Text passage START

Martin: Tonight, I am going to tell you how to make $1,000,000.00 and never pay taxes.
First, make a million dollars. Second, don't pay taxes.

Illuminating isn't it? Clark Warren seems to be saying in this book I am going to tell you how to meet your soul mate in two dates or less: First, meet your soul mate. Second, do it in two dates or less.

I actually agree with the author's main premise that many young people cheat themselves and their potential "soul mates" by staying in prolonged relationships which they knew very early would not lead to a successful marriage.

That premise would make an excellent magazine article. As a book there's not enough material. So the author advocates an unnecessary system that takes the majority of the book to explain.

He equates finding a soul mate to shopping and says that each single person should have a ten item list of must have qualities and a ten item list of must not have qualities they are looking for in a marriage partner. Further they should bring that shopping list on every date.

Even though the author admits that the number 10 is an arbitrary number he counsels strongly that you should not continue in a relationship unless the prospect has all 10 of the positive qualities and none of the negative. In later chapters he advises if the have none of the 10 negative qualities, it is sometimes okay to look for "a diamond in the rough." This is not the only confusing and contradicting advice he gives. While he says you can know in 2 dates if the person is worth pursuing he still suggests at least 2 years of dating to know for sure.

Text passage END
Supplied entries START

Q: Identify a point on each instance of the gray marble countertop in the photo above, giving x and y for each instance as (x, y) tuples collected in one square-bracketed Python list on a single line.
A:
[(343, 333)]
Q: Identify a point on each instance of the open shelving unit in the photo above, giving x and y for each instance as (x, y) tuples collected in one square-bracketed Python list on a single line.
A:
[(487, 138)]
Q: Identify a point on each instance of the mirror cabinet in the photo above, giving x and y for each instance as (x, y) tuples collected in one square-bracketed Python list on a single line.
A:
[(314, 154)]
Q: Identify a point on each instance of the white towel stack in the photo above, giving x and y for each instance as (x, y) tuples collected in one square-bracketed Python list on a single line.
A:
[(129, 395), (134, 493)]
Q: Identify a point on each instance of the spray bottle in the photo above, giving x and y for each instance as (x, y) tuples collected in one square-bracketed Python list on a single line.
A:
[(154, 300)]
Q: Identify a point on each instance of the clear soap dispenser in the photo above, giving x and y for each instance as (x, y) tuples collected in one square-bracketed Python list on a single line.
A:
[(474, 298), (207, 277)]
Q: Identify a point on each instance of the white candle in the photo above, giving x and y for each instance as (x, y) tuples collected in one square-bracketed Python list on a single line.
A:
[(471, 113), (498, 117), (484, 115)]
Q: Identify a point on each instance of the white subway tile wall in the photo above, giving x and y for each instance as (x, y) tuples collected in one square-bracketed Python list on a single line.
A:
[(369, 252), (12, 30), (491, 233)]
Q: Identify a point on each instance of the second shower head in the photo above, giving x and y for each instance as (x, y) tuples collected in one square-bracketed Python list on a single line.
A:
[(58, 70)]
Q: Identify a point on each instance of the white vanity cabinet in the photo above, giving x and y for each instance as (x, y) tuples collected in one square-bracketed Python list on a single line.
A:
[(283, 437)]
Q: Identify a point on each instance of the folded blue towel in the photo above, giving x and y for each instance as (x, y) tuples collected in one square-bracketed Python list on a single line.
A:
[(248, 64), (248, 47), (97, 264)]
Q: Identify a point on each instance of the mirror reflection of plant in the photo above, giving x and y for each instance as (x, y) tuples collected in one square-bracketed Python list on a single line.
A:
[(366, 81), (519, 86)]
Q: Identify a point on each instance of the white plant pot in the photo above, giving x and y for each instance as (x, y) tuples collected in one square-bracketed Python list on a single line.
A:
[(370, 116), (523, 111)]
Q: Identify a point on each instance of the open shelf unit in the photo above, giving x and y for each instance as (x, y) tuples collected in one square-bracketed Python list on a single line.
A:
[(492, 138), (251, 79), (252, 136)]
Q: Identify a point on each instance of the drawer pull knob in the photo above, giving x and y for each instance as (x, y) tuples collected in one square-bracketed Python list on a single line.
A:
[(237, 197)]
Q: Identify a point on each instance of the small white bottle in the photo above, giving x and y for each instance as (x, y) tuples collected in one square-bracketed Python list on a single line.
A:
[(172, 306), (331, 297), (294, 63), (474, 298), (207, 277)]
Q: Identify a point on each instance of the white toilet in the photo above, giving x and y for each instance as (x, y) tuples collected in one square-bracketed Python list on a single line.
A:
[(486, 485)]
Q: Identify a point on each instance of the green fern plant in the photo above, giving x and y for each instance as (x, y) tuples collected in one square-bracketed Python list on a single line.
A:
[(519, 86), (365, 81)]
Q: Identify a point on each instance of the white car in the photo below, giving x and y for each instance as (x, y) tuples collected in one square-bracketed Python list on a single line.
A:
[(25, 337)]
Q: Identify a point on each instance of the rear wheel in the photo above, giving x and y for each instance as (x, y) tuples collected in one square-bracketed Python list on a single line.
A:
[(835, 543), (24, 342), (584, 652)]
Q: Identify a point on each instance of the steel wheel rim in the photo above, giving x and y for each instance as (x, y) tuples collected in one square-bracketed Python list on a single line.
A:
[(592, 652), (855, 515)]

Supplied entries END

Exercise brief: Set down the passage of the book review that begins with the words "Illuminating isn't it?" and stops after "on every date.", copying it word for word.

Output of the task:
Illuminating isn't it? Clark Warren seems to be saying in this book I am going to tell you how to meet your soul mate in two dates or less: First, meet your soul mate. Second, do it in two dates or less.

I actually agree with the author's main premise that many young people cheat themselves and their potential "soul mates" by staying in prolonged relationships which they knew very early would not lead to a successful marriage.

That premise would make an excellent magazine article. As a book there's not enough material. So the author advocates an unnecessary system that takes the majority of the book to explain.

He equates finding a soul mate to shopping and says that each single person should have a ten item list of must have qualities and a ten item list of must not have qualities they are looking for in a marriage partner. Further they should bring that shopping list on every date.